**EXERCISE INPUTS**
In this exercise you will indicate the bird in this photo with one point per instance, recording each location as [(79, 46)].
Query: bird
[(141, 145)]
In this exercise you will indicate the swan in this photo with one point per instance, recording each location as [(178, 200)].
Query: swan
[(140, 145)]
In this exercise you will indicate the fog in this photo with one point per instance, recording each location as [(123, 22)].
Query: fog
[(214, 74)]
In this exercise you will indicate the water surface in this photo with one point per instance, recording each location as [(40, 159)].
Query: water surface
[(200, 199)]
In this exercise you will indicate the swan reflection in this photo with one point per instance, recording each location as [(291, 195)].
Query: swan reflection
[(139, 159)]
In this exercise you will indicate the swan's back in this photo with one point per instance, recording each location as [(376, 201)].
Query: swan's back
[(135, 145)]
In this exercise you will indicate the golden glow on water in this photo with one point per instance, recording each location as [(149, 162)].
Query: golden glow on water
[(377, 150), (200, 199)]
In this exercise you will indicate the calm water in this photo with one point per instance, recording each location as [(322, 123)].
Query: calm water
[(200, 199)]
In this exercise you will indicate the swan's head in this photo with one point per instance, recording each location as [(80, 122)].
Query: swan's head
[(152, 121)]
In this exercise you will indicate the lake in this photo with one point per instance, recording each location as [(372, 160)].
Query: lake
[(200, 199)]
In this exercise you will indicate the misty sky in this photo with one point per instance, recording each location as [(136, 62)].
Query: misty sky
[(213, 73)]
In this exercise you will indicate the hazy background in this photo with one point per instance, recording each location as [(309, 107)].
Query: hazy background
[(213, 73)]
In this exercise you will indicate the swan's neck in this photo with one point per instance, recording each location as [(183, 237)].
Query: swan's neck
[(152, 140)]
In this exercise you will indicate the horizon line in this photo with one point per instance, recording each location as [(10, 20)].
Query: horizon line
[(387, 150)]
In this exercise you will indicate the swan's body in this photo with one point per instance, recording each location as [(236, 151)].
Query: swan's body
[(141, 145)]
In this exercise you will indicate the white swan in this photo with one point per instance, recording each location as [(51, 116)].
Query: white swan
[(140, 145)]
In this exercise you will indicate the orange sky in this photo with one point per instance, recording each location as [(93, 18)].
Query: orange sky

**TASK TO CARRY OUT**
Reproduce all of the records above verbatim, with every character left unchanged.

**SOLUTION FOR THIS TASK**
In this exercise you will indicate the bird in this photo with one point per instance, recording each location as [(79, 46)].
Query: bird
[(141, 145)]
In this exercise you will indicate the swan in this photo with one point per instance, recording each location as [(178, 200)].
Query: swan
[(140, 145)]
In this exercise you will indicate the fog in this photo with one point per instance, recording each location as [(123, 22)].
Query: fog
[(214, 74)]
In this exercise you will indicate the water surface in this photo with one point per instance, recording each location as [(40, 159)].
Query: water surface
[(200, 199)]
In this exercise you will indicate the swan reflection in this photo with one point per instance, recording each location as [(291, 195)].
Query: swan reflection
[(139, 159)]
In this exercise you will indicate the swan's back in this photo with one point per instance, recording each location as [(376, 201)].
Query: swan's back
[(135, 145)]
In this exercise you will indicate the golden glow on water in this photo with one point per instance, recording each location as [(149, 162)].
Query: golden glow on water
[(377, 150), (200, 199)]
In this exercise you will indicate the calm water in this photo with one point per instance, recording each location as [(322, 123)].
Query: calm water
[(200, 199)]
In this exercise you will indicate the swan's head in this photo with one point per instance, recording each location as [(80, 122)].
Query: swan's head
[(152, 121)]
In this exercise you will indicate the lake in this photo with one point per instance, recording each location as [(372, 160)].
Query: lake
[(200, 199)]
In this exercise you will indicate the misty sky in this photo with one point per instance, recording each location as [(136, 62)].
Query: misty sky
[(213, 73)]
In this exercise you will indicate the hazy background in this photo with one point per instance, recording each location as [(309, 107)].
Query: hazy background
[(213, 73)]
In this exercise you will indicate the swan's neck in this photo with one point per instance, recording each location as [(183, 237)].
Query: swan's neck
[(152, 140)]
In this exercise you will indicate the horizon line in this photo with one point per instance, recording each location as [(10, 20)].
Query: horizon line
[(387, 150)]
In this exercise you will indicate the swan's body in this photo with one point per instance, recording each location as [(236, 151)].
Query: swan's body
[(141, 145)]
In this exercise you will indicate the white swan in this photo with one point per instance, recording each location as [(51, 116)].
Query: white swan
[(140, 145)]
In this exercise you will indicate the orange sky in this photo with one point per instance, recording each location as [(93, 18)].
Query: orange sky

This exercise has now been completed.